## start Stored records
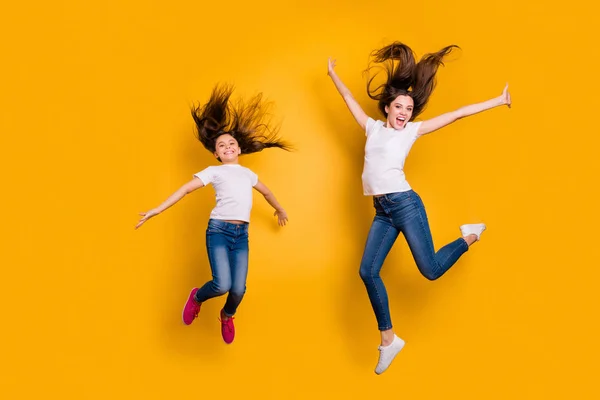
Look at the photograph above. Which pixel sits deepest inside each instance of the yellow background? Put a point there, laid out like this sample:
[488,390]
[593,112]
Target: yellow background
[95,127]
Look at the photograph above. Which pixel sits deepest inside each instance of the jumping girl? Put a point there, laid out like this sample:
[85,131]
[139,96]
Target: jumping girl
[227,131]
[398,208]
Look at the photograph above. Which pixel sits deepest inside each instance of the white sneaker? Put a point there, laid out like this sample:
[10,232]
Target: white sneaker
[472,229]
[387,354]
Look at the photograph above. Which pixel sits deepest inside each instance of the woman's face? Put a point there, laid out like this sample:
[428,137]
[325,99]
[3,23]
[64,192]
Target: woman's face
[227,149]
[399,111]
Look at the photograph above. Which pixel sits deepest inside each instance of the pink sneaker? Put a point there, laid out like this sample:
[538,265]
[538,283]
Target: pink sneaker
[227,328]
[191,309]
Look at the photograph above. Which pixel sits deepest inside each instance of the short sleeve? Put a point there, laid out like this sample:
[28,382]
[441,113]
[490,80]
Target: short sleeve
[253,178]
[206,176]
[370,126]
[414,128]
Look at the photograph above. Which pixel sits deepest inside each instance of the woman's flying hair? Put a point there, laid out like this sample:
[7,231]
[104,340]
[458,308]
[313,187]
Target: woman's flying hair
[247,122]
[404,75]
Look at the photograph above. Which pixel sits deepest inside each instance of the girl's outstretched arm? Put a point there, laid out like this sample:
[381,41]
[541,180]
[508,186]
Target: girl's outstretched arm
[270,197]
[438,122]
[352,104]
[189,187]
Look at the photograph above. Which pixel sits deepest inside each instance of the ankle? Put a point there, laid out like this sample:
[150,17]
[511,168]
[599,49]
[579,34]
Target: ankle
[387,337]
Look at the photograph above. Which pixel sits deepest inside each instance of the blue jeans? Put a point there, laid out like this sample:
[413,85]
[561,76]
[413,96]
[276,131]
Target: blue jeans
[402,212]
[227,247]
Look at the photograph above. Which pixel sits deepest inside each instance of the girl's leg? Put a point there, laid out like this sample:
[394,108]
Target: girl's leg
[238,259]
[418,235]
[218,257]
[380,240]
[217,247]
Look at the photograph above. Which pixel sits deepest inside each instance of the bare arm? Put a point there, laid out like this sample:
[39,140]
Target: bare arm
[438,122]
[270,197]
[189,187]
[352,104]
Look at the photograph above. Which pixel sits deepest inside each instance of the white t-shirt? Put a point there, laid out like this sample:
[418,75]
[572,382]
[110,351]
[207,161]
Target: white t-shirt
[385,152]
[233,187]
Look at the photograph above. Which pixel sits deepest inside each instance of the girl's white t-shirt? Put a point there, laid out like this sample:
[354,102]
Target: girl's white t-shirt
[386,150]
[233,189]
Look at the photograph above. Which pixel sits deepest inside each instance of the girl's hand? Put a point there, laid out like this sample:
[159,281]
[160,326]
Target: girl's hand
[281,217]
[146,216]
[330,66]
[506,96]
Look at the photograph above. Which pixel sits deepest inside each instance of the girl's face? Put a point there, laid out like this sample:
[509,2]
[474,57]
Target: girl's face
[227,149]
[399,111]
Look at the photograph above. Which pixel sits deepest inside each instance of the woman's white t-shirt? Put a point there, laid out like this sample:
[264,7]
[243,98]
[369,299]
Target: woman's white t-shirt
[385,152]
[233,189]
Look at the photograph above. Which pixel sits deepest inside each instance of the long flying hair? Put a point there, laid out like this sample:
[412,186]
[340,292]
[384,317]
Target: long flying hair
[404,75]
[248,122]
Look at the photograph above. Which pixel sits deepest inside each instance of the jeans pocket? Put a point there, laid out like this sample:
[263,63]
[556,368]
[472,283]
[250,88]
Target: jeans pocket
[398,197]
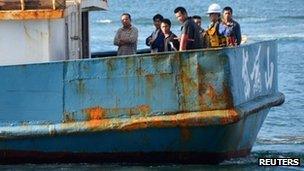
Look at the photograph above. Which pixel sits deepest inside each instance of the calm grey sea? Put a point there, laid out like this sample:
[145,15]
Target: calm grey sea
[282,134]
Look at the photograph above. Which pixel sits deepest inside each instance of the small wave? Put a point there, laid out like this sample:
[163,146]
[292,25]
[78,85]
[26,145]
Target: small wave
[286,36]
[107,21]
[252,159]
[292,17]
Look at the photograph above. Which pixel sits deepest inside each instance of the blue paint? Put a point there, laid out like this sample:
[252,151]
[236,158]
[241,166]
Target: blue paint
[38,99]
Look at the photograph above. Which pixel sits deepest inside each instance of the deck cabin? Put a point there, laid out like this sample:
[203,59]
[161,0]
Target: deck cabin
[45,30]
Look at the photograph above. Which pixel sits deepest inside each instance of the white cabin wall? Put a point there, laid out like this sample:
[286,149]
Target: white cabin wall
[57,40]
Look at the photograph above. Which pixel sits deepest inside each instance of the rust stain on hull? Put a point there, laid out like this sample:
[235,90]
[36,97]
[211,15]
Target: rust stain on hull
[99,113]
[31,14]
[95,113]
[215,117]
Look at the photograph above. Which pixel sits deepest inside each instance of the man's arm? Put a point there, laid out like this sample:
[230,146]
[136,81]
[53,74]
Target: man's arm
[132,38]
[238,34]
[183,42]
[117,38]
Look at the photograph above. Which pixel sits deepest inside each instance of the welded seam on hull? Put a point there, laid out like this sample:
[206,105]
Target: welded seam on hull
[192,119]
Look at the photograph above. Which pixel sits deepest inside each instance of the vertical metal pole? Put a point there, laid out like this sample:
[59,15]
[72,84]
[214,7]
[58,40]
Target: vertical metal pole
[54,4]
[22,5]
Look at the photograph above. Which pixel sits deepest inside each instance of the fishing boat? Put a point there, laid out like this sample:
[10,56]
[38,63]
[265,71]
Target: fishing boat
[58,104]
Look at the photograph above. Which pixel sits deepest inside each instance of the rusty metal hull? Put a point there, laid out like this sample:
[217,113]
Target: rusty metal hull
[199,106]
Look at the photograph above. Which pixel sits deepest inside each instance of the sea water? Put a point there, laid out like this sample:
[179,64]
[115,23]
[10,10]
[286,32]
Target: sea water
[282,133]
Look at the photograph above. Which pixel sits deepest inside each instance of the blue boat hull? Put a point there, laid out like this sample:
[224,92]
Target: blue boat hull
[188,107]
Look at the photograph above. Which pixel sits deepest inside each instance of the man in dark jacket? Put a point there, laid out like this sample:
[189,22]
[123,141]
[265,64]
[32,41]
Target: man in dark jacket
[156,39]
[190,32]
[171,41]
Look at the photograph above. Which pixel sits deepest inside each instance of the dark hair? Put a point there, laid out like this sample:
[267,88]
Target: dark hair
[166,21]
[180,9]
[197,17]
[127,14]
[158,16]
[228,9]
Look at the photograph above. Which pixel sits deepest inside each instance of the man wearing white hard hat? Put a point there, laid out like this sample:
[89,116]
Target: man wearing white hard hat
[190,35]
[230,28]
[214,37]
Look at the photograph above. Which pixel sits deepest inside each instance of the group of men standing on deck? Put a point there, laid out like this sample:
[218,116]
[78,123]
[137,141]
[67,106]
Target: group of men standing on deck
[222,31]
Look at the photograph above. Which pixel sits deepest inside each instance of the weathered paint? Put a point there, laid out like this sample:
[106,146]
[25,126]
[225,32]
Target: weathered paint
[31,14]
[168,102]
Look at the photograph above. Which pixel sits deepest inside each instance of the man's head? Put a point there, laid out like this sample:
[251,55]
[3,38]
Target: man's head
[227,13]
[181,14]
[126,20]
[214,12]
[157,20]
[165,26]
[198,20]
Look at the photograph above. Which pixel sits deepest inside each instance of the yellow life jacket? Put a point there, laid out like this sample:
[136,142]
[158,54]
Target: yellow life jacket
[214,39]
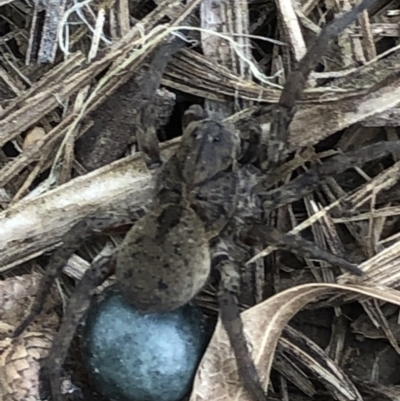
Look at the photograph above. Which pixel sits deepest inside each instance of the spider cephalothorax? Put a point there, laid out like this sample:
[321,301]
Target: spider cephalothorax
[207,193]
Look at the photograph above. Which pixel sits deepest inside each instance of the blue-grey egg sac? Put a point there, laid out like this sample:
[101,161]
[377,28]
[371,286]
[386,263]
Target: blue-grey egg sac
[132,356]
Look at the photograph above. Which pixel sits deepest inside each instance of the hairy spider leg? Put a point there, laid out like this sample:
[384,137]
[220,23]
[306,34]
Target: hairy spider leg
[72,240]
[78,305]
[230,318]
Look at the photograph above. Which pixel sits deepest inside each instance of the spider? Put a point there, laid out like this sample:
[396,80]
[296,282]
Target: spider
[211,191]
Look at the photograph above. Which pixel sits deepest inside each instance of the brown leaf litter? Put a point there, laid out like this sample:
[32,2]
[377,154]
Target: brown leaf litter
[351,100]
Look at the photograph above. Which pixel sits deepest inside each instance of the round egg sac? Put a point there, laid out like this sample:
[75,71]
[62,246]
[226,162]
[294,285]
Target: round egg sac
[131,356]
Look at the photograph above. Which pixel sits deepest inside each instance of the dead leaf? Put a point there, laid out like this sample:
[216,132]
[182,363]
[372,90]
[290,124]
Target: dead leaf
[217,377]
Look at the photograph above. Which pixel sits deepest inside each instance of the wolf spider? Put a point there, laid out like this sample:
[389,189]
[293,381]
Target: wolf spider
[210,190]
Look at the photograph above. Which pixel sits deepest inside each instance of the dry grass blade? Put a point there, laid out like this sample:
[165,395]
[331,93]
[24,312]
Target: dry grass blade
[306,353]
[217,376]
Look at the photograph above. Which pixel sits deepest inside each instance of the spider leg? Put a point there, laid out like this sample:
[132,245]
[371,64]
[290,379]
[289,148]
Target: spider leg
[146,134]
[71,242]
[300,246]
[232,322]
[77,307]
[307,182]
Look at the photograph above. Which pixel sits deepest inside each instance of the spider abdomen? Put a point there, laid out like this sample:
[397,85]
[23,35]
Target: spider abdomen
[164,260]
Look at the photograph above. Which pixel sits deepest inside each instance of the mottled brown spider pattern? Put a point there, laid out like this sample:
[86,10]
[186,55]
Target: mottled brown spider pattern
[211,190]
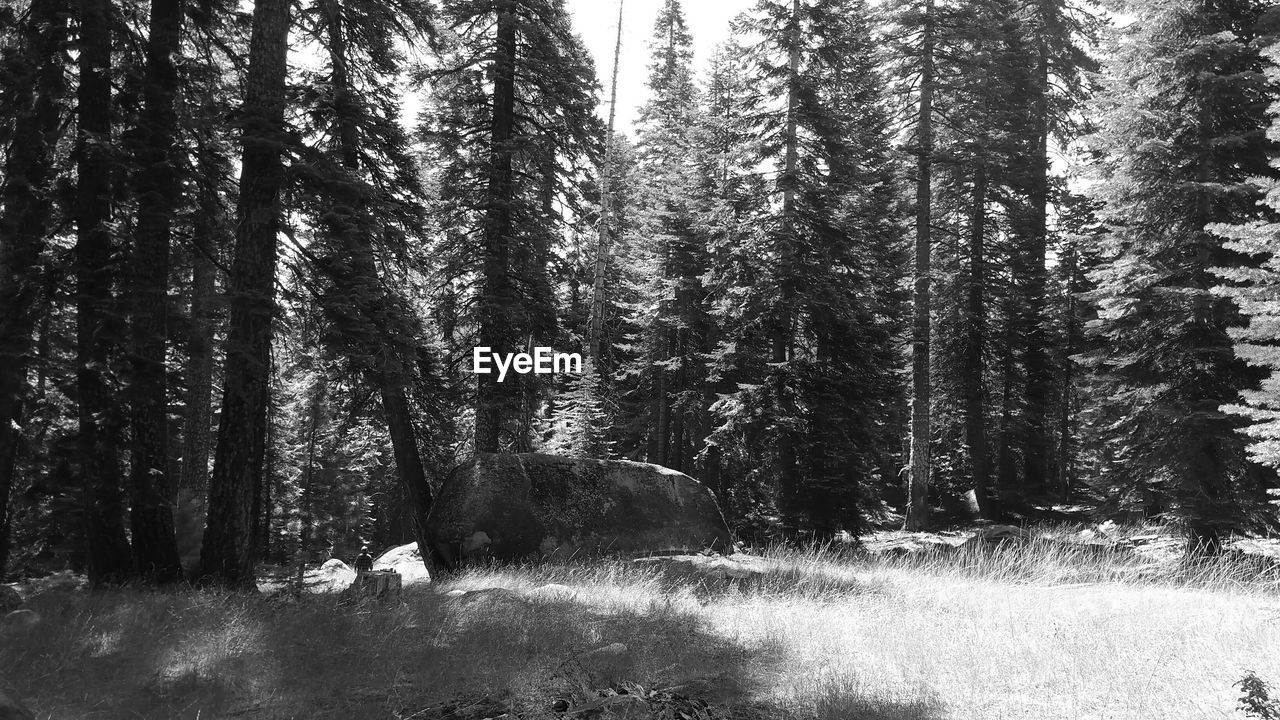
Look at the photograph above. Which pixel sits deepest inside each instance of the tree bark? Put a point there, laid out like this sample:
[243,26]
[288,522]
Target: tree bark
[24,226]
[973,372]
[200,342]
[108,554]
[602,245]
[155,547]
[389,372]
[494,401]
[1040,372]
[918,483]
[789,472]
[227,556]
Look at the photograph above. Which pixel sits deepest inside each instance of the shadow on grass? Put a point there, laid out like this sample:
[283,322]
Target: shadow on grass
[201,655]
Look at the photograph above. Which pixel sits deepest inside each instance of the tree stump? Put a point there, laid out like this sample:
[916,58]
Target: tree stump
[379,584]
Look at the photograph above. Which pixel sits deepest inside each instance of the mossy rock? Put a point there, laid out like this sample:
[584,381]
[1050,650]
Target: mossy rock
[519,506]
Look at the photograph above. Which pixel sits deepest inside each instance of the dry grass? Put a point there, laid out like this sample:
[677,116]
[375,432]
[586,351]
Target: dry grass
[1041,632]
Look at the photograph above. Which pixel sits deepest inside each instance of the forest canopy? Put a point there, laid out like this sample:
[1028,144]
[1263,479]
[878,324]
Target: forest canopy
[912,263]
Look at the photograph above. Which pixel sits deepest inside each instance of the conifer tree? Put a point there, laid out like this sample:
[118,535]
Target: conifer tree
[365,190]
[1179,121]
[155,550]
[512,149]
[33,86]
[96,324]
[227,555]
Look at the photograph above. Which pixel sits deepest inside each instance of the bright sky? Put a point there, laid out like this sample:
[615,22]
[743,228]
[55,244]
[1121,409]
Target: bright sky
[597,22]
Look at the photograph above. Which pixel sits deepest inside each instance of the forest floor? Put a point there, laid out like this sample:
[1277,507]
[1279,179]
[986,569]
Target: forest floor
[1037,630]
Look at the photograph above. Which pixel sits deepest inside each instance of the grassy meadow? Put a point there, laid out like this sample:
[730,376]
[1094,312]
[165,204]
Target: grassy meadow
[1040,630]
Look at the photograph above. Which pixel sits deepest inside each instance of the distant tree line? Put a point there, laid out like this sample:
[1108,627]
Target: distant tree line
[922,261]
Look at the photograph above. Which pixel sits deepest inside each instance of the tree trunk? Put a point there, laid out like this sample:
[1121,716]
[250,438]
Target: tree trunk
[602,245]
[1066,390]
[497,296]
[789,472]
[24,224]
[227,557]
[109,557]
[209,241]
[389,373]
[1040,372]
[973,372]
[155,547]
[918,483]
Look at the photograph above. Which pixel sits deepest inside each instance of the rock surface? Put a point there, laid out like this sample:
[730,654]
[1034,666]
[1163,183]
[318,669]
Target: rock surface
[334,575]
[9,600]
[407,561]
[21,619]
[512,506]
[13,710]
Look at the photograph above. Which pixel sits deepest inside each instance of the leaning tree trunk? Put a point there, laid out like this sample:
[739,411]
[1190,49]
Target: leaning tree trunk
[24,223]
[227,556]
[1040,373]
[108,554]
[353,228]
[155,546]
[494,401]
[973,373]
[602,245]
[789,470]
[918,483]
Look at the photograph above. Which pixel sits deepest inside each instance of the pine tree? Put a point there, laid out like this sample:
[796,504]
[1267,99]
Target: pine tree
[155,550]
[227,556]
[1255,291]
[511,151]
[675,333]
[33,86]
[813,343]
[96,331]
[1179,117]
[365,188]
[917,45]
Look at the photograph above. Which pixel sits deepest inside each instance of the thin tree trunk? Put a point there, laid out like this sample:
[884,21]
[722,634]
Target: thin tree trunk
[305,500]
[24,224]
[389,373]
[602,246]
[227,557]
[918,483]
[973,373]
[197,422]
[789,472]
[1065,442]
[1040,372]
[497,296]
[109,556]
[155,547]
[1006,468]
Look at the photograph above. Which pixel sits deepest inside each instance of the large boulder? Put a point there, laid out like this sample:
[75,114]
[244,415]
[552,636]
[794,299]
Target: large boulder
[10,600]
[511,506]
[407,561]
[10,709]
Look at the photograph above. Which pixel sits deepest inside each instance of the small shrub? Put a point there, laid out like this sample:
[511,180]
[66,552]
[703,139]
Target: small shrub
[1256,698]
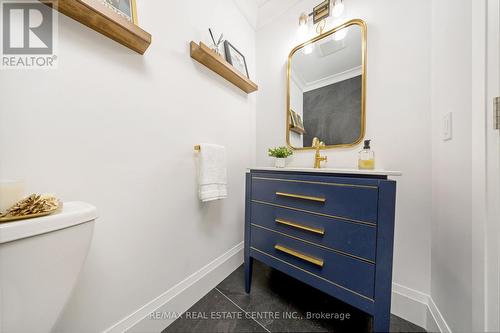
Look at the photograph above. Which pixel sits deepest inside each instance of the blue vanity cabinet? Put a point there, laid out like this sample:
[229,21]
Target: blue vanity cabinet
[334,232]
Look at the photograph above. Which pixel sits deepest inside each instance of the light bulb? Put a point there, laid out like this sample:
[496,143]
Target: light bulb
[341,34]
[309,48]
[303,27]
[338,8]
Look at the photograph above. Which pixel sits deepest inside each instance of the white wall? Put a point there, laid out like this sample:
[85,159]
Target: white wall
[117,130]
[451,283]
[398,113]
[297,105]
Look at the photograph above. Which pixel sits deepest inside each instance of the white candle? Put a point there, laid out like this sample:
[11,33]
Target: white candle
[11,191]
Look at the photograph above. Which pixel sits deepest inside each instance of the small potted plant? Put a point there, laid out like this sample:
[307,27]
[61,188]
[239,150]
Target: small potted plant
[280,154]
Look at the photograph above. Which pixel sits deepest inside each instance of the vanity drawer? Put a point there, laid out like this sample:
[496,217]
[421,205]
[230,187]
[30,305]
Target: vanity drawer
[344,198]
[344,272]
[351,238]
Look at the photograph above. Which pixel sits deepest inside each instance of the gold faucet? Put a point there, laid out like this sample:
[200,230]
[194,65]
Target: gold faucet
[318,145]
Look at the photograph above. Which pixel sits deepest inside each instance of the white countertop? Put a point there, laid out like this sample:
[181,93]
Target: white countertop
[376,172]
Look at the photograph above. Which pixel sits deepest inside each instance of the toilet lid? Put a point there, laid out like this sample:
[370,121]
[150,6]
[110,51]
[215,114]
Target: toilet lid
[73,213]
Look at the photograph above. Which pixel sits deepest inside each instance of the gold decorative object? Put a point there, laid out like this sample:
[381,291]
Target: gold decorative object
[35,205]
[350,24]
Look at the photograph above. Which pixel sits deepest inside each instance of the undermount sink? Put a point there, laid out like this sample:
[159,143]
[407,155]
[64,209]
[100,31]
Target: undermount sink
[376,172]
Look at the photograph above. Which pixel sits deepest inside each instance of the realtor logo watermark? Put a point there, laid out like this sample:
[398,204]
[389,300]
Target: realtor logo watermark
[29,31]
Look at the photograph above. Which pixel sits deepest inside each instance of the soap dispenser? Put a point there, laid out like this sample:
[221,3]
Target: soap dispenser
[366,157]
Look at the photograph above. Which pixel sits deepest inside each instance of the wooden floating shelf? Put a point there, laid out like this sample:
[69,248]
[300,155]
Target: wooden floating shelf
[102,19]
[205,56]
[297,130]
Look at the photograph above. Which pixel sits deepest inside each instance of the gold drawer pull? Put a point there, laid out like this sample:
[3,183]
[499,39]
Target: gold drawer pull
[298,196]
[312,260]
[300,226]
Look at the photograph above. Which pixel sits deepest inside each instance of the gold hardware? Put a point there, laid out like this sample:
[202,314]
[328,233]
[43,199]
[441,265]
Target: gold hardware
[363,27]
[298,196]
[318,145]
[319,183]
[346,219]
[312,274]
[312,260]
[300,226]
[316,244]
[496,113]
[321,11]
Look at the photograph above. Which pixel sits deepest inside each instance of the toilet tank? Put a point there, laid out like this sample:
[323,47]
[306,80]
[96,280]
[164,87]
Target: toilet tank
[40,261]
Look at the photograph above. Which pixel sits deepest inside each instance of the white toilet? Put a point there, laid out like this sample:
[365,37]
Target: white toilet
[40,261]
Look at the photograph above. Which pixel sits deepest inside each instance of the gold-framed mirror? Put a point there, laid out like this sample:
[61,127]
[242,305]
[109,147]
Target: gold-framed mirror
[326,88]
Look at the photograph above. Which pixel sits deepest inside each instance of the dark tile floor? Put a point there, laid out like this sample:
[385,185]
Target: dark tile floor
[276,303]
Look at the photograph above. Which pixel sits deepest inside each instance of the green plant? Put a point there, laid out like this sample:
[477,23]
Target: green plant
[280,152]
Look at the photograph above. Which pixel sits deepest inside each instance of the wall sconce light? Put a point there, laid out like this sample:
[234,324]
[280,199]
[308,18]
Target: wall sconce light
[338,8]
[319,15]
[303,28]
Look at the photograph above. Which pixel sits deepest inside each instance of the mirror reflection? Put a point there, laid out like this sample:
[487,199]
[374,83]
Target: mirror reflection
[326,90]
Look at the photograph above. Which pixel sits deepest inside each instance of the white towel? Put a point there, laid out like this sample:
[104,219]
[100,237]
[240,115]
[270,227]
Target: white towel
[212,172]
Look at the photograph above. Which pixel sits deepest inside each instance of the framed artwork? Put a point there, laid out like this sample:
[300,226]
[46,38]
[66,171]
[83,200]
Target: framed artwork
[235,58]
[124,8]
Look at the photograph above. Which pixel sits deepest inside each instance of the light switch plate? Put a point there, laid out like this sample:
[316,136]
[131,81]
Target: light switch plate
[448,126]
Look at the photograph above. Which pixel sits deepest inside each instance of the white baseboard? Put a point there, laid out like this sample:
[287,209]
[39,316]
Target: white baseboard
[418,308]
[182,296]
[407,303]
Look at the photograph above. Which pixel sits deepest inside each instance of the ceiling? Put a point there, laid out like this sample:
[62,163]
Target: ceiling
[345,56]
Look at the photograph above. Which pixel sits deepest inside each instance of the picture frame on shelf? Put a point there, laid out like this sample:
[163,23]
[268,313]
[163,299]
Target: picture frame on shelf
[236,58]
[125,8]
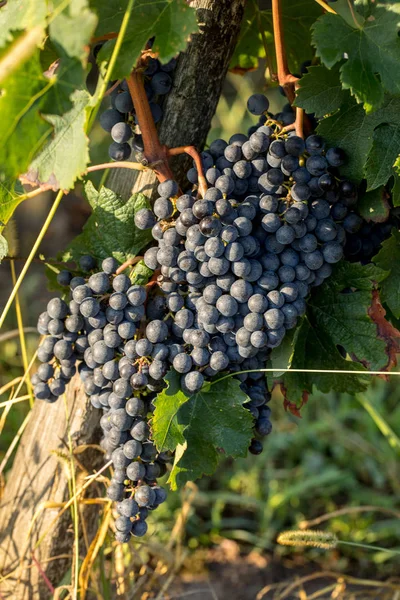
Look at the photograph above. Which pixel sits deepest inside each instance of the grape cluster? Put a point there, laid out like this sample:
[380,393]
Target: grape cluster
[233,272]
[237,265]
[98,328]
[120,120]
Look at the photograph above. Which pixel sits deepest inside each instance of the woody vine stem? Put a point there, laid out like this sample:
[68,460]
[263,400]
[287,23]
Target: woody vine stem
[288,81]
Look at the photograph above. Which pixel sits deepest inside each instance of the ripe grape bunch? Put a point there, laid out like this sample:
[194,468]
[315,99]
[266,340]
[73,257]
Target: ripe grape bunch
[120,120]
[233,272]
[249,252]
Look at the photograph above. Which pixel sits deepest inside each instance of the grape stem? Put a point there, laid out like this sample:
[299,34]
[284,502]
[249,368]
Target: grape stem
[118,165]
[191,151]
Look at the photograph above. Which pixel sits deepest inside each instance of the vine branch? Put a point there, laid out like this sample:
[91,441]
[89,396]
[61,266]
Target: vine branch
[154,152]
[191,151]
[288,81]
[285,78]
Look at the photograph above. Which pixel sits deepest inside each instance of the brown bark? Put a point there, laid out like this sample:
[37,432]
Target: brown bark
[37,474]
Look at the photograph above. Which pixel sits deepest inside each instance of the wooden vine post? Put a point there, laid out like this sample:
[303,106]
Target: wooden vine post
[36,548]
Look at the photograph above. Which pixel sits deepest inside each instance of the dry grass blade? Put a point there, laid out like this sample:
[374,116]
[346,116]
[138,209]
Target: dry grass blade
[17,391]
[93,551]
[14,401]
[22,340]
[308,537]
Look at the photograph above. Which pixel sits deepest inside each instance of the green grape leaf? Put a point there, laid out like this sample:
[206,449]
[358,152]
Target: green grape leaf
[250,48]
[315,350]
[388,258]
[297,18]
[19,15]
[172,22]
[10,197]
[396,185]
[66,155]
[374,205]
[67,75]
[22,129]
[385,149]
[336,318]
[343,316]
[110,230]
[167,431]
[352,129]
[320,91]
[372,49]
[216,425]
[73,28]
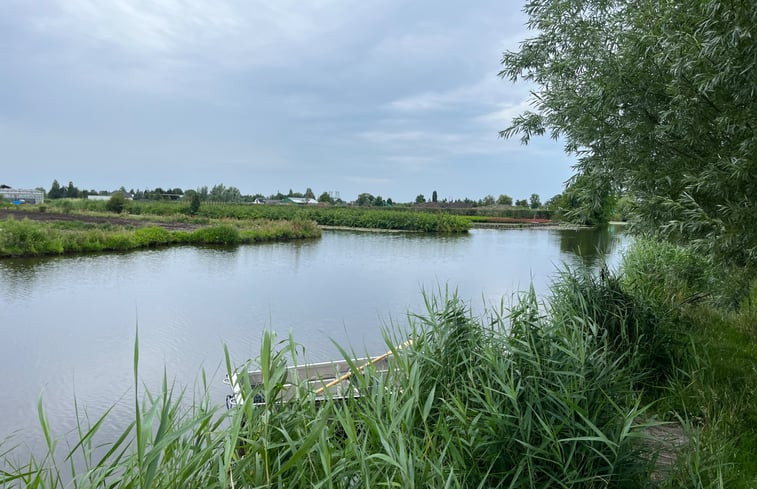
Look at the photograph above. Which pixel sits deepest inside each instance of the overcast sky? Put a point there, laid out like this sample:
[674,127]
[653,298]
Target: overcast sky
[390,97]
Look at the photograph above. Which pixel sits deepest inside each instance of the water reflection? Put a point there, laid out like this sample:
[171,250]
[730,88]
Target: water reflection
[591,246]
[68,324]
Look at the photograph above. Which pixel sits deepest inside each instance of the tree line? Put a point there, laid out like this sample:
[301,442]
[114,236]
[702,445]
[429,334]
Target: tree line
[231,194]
## end Stored records
▶ _Instruction_: Please quote nothing but the lines from the line with "of the overcast" through the end of the data above, exactly as written, ends included.

▶ _Expected answer_:
Look at the photograph above. Which pixel sits deepest inside each instance of the overcast sky? Put a point there, laid out like this sample:
[674,127]
[653,298]
Target: overcast sky
[390,97]
Look at the photograph above. Which pixel sits deepest inside each instance of the water reflection? Put a point there, laid out like this sample:
[171,250]
[730,88]
Target: water reflection
[591,246]
[68,324]
Look at the photograph above. Which pixel sits deepest inside each instance of the tree line? Put a point there, laid out like this sample:
[301,442]
[114,236]
[702,445]
[429,334]
Target: tree line
[231,194]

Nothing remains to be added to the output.